All of the material below is to be retyped exactly.

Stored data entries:
┌────────

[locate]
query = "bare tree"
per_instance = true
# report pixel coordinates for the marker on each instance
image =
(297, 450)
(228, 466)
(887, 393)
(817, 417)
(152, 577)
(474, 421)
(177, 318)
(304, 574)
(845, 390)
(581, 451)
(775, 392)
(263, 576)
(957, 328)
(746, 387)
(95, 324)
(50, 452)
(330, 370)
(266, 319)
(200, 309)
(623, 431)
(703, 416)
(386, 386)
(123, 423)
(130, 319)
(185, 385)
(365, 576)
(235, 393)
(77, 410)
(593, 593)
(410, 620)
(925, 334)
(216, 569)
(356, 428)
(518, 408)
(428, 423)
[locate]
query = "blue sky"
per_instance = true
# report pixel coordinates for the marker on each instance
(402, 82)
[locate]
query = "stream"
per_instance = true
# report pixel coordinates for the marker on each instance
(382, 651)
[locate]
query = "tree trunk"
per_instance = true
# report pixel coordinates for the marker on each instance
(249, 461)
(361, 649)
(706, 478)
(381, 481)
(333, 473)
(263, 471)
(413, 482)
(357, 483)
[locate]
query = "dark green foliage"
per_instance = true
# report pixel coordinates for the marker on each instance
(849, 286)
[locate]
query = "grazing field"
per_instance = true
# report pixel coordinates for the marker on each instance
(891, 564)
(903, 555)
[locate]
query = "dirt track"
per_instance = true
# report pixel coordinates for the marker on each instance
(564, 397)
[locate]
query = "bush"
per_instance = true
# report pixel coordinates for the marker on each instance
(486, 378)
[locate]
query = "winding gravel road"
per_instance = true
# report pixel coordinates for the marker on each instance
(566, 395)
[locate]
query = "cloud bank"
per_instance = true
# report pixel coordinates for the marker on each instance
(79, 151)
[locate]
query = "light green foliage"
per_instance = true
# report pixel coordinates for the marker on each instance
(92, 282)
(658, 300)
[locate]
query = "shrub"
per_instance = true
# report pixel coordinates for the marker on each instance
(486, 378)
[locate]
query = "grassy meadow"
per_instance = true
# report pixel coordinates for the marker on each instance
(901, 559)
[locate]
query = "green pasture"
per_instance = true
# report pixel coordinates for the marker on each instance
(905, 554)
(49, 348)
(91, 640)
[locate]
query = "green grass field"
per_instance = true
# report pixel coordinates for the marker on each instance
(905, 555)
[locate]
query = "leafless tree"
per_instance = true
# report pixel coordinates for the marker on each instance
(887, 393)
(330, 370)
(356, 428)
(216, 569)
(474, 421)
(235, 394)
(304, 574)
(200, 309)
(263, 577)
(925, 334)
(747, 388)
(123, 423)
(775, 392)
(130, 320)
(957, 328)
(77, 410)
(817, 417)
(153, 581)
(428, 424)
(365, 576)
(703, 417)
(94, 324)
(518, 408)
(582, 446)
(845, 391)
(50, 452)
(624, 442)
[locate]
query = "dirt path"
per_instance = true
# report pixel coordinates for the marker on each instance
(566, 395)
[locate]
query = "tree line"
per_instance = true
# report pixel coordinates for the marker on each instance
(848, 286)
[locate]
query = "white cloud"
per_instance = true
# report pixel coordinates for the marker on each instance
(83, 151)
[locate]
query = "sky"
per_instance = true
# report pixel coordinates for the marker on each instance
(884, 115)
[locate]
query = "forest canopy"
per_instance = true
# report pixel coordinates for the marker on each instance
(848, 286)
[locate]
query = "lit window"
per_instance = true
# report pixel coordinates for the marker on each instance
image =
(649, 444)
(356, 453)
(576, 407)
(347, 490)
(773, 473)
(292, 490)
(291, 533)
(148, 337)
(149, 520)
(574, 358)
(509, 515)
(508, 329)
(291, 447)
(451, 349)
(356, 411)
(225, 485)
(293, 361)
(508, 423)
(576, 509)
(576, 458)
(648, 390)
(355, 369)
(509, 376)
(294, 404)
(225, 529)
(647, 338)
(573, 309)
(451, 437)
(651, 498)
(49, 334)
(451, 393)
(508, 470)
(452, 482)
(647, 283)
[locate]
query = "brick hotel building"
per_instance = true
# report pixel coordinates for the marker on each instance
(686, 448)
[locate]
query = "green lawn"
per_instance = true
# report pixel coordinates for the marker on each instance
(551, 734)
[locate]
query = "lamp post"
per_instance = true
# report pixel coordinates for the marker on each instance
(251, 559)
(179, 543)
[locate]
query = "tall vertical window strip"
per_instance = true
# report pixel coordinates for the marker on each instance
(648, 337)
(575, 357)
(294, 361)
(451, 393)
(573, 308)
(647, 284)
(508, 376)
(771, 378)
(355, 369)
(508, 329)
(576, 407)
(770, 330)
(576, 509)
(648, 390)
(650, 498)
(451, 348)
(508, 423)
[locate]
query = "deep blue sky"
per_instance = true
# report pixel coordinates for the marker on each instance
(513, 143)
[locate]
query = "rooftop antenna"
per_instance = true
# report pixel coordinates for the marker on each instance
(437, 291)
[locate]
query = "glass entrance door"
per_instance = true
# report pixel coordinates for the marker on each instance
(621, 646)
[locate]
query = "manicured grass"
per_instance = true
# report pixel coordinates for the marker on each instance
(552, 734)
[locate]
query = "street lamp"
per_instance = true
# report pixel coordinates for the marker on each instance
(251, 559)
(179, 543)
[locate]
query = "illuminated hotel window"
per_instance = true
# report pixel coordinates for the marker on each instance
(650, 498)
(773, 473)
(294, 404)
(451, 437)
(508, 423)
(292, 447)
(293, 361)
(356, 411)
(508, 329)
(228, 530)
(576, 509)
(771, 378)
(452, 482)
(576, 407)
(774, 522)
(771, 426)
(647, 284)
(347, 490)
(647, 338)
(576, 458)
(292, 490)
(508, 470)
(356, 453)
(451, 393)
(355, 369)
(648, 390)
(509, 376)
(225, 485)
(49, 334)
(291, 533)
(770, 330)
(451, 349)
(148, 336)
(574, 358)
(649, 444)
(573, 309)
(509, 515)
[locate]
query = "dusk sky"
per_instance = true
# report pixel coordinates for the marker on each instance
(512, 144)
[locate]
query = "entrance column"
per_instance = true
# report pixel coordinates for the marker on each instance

└────────

**EXERCISE OUTPUT**.
[locate]
query = "bare tree"
per_instance = true
# report pixel coordinates for the marker on each instance
image =
(297, 450)
(228, 466)
(887, 393)
(817, 417)
(152, 577)
(474, 421)
(177, 318)
(304, 574)
(845, 390)
(581, 451)
(775, 392)
(263, 576)
(957, 328)
(746, 387)
(95, 324)
(50, 452)
(330, 370)
(266, 319)
(200, 309)
(623, 431)
(703, 416)
(386, 386)
(123, 423)
(130, 319)
(185, 385)
(365, 576)
(235, 393)
(77, 410)
(593, 593)
(410, 620)
(925, 334)
(216, 569)
(356, 428)
(518, 408)
(428, 423)
[locate]
query = "blue sky"
per_instance = true
# report pixel coordinates for the marker on each instance
(402, 82)
[locate]
query = "stream"
per_instance = true
# report pixel coordinates for the marker on each instance
(382, 651)
[locate]
query = "tree trunk"
per_instance = true
# report pixel coordinates for the marker on each instance
(249, 461)
(361, 649)
(706, 478)
(381, 481)
(333, 473)
(263, 471)
(413, 482)
(357, 483)
[locate]
query = "dark green foliage"
per_instance = true
# report pixel coordinates for the marker on each instance
(849, 286)
[locate]
query = "grazing field"
per_instance = true
# report pixel coordinates for the marker on each instance
(891, 564)
(903, 555)
[locate]
query = "dirt track"
per_instance = true
# report pixel coordinates for the marker on each instance
(564, 397)
[locate]
query = "bush"
per_instance = true
# report pixel coordinates for the marker on each instance
(486, 378)
[locate]
query = "winding gravel road"
per_instance = true
# report pixel coordinates for the marker on each instance
(566, 395)
[locate]
query = "cloud bank"
per_instance = true
# report pixel coordinates for the marker on each instance
(79, 151)
[locate]
query = "light green foliage"
per_instance = true
# report pixel coordinates for the marker on each instance
(92, 282)
(658, 300)
[locate]
query = "shrub"
per_instance = true
# report pixel coordinates for the marker on each instance
(486, 378)
[locate]
query = "grassy meadow"
per_instance = true
# report pixel coordinates for the marker on each instance
(901, 559)
[locate]
query = "green pasture"
per_instance = true
# report pixel coordinates for the marker on each instance
(905, 554)
(49, 348)
(91, 640)
[locate]
query = "green grass field"
per_instance = true
# report pixel coordinates for the marker on each instance
(905, 555)
[locate]
query = "leafless tree"
per_instance = true
# report pixel coordinates for the marker on each instance
(887, 393)
(330, 370)
(356, 428)
(216, 569)
(474, 421)
(235, 394)
(304, 574)
(200, 309)
(263, 577)
(925, 334)
(747, 388)
(123, 423)
(775, 392)
(130, 320)
(957, 328)
(77, 410)
(817, 417)
(153, 581)
(428, 424)
(365, 576)
(703, 417)
(94, 324)
(518, 408)
(582, 446)
(845, 391)
(50, 452)
(624, 442)
[locate]
query = "dirt path"
per_instance = true
# report pixel coordinates for the marker on each instance
(566, 395)
[locate]
query = "tree line"
per_instance = true
# report pixel coordinates for the marker on each instance
(848, 286)
[locate]
query = "white cloud"
per_instance = true
# report pixel coordinates for the marker on each instance
(83, 151)
[locate]
query = "sky"
per_instance = true
# report pixel coordinates for the marker on each instance
(884, 115)
[locate]
query = "forest canopy"
per_instance = true
# report pixel coordinates for the marker on each instance
(848, 286)
[locate]
query = "lit window"
per_instance = true
# report pixel coordinates for the marker on each instance
image =
(649, 444)
(356, 453)
(576, 407)
(347, 490)
(773, 473)
(292, 490)
(291, 533)
(148, 337)
(149, 520)
(574, 358)
(509, 515)
(508, 329)
(291, 447)
(451, 349)
(356, 411)
(225, 485)
(293, 361)
(508, 423)
(576, 509)
(576, 458)
(648, 390)
(355, 369)
(509, 376)
(294, 404)
(225, 529)
(647, 338)
(573, 309)
(451, 437)
(651, 498)
(49, 334)
(451, 393)
(508, 470)
(452, 482)
(647, 283)
[locate]
query = "brick hotel building"
per_instance = true
# report pixel coordinates for the marker on each instance
(686, 448)
[locate]
query = "green lawn"
per_instance = true
# report pixel coordinates for the marker on each instance
(551, 734)
[locate]
query = "lamp post"
per_instance = true
# report pixel coordinates for the marker on each instance
(251, 559)
(179, 543)
[locate]
query = "tall vertical window strip"
per_instance = true
# report pixel coordinates for the marker on each instance
(648, 337)
(575, 357)
(294, 361)
(451, 393)
(573, 308)
(647, 284)
(508, 376)
(771, 378)
(355, 369)
(508, 329)
(576, 407)
(770, 330)
(576, 509)
(648, 390)
(650, 498)
(451, 348)
(508, 423)
[locate]
query = "deep blue sky"
per_instance = true
# report pixel coordinates for the marker on each instance
(513, 143)
[locate]
query = "rooftop antenna"
per_instance = true
# report pixel coordinates for the marker on each instance
(437, 291)
[locate]
query = "glass entrance door"
per_instance = true
# report pixel coordinates for the marker on each instance
(621, 646)
[locate]
query = "manicured grass"
per_instance = true
# report pixel coordinates for the marker on each instance
(552, 734)
[locate]
query = "street lamp"
per_instance = true
# report pixel coordinates for the marker on each instance
(251, 559)
(179, 543)
[locate]
query = "illuminated hotel window"
per_instance = true
# report pixel coordinates for the marker on each instance
(650, 498)
(773, 473)
(294, 404)
(451, 437)
(508, 423)
(292, 447)
(293, 361)
(356, 411)
(508, 329)
(228, 530)
(576, 509)
(771, 378)
(452, 482)
(576, 407)
(774, 522)
(771, 426)
(647, 284)
(347, 490)
(647, 338)
(576, 458)
(292, 490)
(508, 470)
(356, 453)
(451, 393)
(355, 369)
(648, 390)
(509, 376)
(225, 485)
(49, 334)
(291, 533)
(770, 330)
(451, 349)
(148, 336)
(574, 358)
(649, 444)
(573, 309)
(509, 515)
[locate]
query = "dusk sky"
per_instance = true
# report pixel coordinates for the marker on each instance
(512, 144)
[locate]
query = "entrance column"
per_instance = true
# report pixel coordinates for the marker on each instance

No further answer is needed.